**Document section**
<<<<

Creating and using feature vectors#

You can define a group of features from different feature sets as a FeatureVector.
Feature vectors are used as an input for models, allowing you to define the feature vector once, and in turn create and track the datasets created from it or the online manifestation of the vector for real-time prediction needs.

The feature vector handles all the merging logic for you using an asof merge type merge that accounts for both the time and the entity. It ensures that all the latest relevant data is fetched, without concerns about “seeing the future” or other types of common time-related errors.

In this section

Creating a feature vector#

The feature vector object holds the following information:

  • Name — the feature vector’s name as will be later addressed in the store reference store://feature_vectors/<project>/<feature-vector-name> and the UI (after saving the vector).

  • Description — a string description of the feature vector.

  • Features — a list of features that comprise the feature vector.
    The feature list is defined by specifying the <feature-set>.<feature-name> for specific features or <feature-set>.* for all of the feature set’s features.

  • Label feature — the feature that is the label for this specific feature vector, as a <feature-set>.<feature-name> string specification.

Example of creating a feature vector:

import mlrun.feature_store as fstore

# Feature vector definitions
feature_vector_name = 'example-fv'
feature_vector_description = 'Example feature vector'
features = ['data_source_1.*', 
            'data_source_2.feature_1', 
            'data_source_2.feature_2',
            'data_source_3.*']
label_feature = 'label_source_1.label_feature'

# Feature vector creation
fv = fstore.FeatureVector(name=feature_vector_name,
                          features=features,
                          label_feature=label_feature,
                          description=feature_vector_description)

>>>>

**Written problem A**
Render this sentence from the feature vector documentation in Spanish: "You can define a group of features from different feature sets as a FeatureVector."
**Written problem B**
According to the feature vector documentation, what pieces of information does the feature vector object hold? Name each one.
**Written problem C**
Extend the feature vector documentation past the point where it stops.
The records have no connection to the feature vector documentation.

**Picture annotation records**
<<<<

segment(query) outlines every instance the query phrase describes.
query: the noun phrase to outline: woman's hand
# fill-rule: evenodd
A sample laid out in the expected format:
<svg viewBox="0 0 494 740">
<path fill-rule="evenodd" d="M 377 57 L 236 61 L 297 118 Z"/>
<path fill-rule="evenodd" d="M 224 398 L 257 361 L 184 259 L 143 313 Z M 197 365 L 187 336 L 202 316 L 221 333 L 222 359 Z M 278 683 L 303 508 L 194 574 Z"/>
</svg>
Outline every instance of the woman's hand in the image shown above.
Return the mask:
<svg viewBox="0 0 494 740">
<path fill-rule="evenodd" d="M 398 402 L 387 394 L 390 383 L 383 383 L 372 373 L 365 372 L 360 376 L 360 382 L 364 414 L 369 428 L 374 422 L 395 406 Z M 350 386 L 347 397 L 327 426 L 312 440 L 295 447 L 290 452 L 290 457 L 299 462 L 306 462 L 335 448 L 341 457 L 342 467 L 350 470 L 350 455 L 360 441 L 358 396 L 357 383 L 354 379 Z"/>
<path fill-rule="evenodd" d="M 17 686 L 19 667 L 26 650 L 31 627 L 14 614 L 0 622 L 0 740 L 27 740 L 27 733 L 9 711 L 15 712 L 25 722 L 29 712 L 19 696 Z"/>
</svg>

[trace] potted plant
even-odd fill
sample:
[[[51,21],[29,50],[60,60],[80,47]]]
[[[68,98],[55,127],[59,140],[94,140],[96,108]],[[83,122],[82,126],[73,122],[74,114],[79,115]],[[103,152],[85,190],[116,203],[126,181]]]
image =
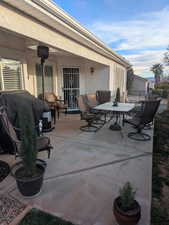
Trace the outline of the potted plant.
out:
[[[141,207],[135,200],[136,190],[127,182],[114,200],[113,212],[119,225],[136,225],[141,217]]]
[[[46,163],[37,159],[36,130],[32,110],[18,113],[21,161],[16,163],[11,173],[16,179],[17,187],[26,197],[35,196],[41,190]]]
[[[117,88],[116,97],[113,102],[113,106],[118,106],[118,102],[120,102],[120,88]]]

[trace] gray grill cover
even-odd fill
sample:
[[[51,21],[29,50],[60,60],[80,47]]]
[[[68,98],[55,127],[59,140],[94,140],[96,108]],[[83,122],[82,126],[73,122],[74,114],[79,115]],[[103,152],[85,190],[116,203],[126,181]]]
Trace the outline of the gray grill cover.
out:
[[[30,110],[37,125],[43,112],[48,112],[49,106],[42,100],[35,98],[28,91],[4,91],[0,92],[0,105],[6,106],[6,111],[12,125],[16,125],[18,109],[22,107],[23,111]]]

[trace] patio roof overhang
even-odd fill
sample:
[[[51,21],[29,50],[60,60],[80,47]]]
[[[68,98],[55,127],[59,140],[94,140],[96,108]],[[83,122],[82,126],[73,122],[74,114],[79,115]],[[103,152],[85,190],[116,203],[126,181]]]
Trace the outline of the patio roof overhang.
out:
[[[56,4],[54,4],[52,1],[49,1],[49,0],[43,0],[43,1],[42,0],[17,0],[17,1],[2,0],[2,1],[8,4],[8,10],[10,10],[9,5],[19,10],[20,12],[18,13],[18,16],[20,16],[19,22],[23,24],[24,27],[27,27],[27,31],[30,31],[30,32],[26,32],[25,30],[24,35],[26,35],[27,37],[33,38],[35,40],[38,40],[39,42],[46,43],[52,47],[61,48],[70,53],[77,54],[79,56],[86,57],[100,63],[101,62],[104,63],[103,62],[103,57],[104,57],[105,59],[107,59],[105,60],[104,64],[107,64],[107,65],[109,65],[109,63],[111,63],[113,60],[123,65],[126,68],[131,66],[130,63],[125,58],[123,58],[122,56],[114,52],[111,48],[107,47],[96,36],[94,36],[86,28],[81,26],[77,21],[75,21],[72,17],[66,14],[59,7],[57,7]],[[2,7],[3,7],[3,4],[2,4]],[[23,19],[21,19],[22,15],[24,15]],[[12,16],[12,13],[11,13],[11,16]],[[31,30],[33,31],[35,29],[39,29],[39,31],[43,32],[43,34],[45,32],[44,36],[46,37],[46,40],[48,40],[48,42],[44,40],[45,38],[42,38],[42,37],[37,38],[37,35],[35,37],[33,32],[31,32],[31,30],[28,29],[29,27],[28,18],[30,20],[30,16],[32,18]],[[4,17],[2,19],[4,19]],[[8,20],[10,19],[12,19],[12,17],[8,18]],[[26,19],[27,19],[27,23],[26,23]],[[0,26],[3,26],[4,25],[3,20],[1,21],[2,23],[0,24]],[[12,20],[12,21],[15,21],[15,20]],[[5,26],[6,26],[6,23],[5,23]],[[8,26],[6,26],[5,28],[7,29],[10,27],[12,28],[11,23],[10,23],[10,26],[8,24]],[[15,28],[18,28],[18,26],[16,26]],[[12,30],[14,31],[14,28],[12,28]],[[47,30],[48,31],[50,30],[49,32],[50,37],[55,36],[53,41],[50,40],[51,38],[48,38],[49,35],[47,34]],[[20,33],[21,31],[18,29],[15,29],[15,32]],[[62,39],[65,39],[62,41],[62,43],[60,41],[61,37]],[[57,43],[56,43],[56,40],[57,40]],[[70,47],[74,45],[76,47],[71,49]],[[78,48],[80,48],[79,52],[78,52]],[[76,49],[76,52],[75,52],[75,49]],[[91,50],[92,50],[92,54],[91,54]]]

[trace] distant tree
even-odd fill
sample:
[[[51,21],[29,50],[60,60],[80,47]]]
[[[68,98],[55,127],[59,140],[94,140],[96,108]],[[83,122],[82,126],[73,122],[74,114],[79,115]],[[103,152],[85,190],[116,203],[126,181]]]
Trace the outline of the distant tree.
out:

>>>>

**Exercise answer A**
Puede definir un grupo de características procedentes de distintos conjuntos de características como un FeatureVector.

**Exercise answer B**
Name, Description, Features, Label feature

**Exercise answer C**
# Save the feature vector in the MLRun DB
# so it can be referenced by the `store://`
# and show in the UI
fv.save()

After saving the feature vector, it appears in the UI:

feature-store-vector-line

You can also view some metadata about the feature vector, including all the features, their types, a preview, and statistics:

feature-store-vector-screen

Using a feature vector#

After a feature vector is saved, it can be used to create both offline (static) datasets and online (real-time) instances to supply as input to a machine learning model.

Using an offline feature vector#

Use the feature store’s get_offline_features() function to produce a dataset from the feature vector. It creates the dataset (asynchronously if possible), saves it to the requested target, and returns an OfflineVectorResponse.
Due to the async nature of this action, the response object contains an fv_response.status indicator that, once completed, could be directly turned into a dataframe, parquet or a csv.

get_offline_features supports Storey, Dask, Spark Operator, and Remote Spark.

get_offline_features expects to receive:

  • feature_vector — A feature vector store reference or object.

  • entity_rows — (optional) A dataframe that the features will be joined to. Defaults to the first feature set defined in the features vector’s features list, and acts as the base for the vector’s joins.

  • entity_timestamp_column — (optional) A specific timestamp column (from the defined features) to act as the base timestamp column. Defaults to the base feature set’s timestamp entity.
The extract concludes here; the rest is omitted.